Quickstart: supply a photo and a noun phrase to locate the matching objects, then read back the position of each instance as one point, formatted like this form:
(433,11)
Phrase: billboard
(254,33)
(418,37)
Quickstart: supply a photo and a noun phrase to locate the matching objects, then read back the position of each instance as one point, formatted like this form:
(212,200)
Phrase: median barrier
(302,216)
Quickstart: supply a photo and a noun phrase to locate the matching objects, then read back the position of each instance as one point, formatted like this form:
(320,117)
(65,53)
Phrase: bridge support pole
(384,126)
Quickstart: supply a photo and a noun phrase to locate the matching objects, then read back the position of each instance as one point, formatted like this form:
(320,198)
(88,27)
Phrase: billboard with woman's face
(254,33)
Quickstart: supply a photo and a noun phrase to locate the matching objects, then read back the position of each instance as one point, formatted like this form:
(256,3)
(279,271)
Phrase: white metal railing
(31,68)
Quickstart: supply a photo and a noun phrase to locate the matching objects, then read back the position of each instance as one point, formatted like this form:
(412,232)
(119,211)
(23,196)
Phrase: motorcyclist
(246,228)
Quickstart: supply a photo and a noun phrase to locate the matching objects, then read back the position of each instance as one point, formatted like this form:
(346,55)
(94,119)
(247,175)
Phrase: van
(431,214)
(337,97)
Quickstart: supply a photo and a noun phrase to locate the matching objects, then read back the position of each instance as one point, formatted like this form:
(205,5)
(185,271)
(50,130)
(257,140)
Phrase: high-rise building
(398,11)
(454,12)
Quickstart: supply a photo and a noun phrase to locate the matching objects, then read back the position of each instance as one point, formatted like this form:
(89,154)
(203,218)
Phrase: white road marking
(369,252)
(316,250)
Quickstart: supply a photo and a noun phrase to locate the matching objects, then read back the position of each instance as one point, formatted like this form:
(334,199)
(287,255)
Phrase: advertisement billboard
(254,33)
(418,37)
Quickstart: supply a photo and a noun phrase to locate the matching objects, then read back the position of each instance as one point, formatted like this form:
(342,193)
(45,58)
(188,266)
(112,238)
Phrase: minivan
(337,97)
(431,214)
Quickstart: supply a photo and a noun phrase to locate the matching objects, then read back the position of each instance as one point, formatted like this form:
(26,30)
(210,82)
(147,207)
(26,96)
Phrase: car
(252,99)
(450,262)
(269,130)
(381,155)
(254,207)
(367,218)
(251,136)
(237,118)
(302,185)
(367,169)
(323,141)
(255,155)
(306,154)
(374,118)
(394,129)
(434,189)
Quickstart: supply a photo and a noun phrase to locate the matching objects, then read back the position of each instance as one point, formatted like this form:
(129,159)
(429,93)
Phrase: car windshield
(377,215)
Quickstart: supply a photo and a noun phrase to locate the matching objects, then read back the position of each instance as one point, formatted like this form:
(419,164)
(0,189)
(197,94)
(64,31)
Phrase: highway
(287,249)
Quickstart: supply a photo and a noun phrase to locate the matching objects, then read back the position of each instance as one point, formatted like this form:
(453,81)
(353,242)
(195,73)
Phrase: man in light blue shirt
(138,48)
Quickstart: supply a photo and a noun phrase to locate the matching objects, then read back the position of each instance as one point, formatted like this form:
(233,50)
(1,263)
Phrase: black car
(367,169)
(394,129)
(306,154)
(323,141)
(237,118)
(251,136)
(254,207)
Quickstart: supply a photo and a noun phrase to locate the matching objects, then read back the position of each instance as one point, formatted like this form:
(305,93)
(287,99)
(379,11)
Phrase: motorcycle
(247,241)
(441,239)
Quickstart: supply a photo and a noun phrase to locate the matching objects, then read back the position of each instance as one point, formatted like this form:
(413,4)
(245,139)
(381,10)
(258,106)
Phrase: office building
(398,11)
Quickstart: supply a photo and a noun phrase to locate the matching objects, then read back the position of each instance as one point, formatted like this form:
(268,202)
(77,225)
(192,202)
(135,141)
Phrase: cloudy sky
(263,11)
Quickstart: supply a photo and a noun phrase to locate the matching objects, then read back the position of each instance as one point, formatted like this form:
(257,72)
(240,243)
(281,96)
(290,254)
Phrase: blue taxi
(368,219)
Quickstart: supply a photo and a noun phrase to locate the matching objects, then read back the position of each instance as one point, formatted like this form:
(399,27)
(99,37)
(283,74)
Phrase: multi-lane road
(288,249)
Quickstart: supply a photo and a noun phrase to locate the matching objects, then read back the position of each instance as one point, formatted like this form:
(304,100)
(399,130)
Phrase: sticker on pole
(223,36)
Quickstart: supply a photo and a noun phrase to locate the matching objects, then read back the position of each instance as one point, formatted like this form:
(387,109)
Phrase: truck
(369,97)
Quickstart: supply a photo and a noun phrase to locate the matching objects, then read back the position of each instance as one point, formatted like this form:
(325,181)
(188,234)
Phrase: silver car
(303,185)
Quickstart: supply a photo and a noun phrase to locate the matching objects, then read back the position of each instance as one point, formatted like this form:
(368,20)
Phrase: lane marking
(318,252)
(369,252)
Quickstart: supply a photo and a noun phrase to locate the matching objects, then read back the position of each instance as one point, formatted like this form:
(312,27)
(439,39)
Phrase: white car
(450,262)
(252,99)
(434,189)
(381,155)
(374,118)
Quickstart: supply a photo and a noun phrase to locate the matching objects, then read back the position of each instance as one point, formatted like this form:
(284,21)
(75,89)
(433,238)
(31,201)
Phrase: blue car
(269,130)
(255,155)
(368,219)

# YOUR GOAL
What is needed is an exact copy of the lines from the one containing "Phrase: truck" to the end of the data; please add nothing else.

# RESPONSE AREA
Phrase: truck
(369,97)
Quickstart: supply a photo and a noun phrase to locate the matching objects, then read back the position of each instance as one point, formatted like this form:
(325,181)
(188,234)
Phrase: silver car
(303,185)
Quickstart: supply a photo and a noun phrase to locate the matching objects, then read back the position of each instance as one point, formatted like this form:
(368,20)
Phrase: lane marking
(318,252)
(369,252)
Quickstart: supply a photo and a noun phrase to locate the matching objects, then read back the position of each instance as one point, formatted like this form:
(312,27)
(439,39)
Phrase: white car
(450,262)
(252,99)
(434,189)
(381,155)
(374,118)
Quickstart: supply a photo and a noun phrase to locate the matching objects, then read back the position of each instance as one point, formatted like this form:
(284,21)
(75,89)
(433,238)
(31,201)
Phrase: blue car
(269,130)
(255,155)
(368,219)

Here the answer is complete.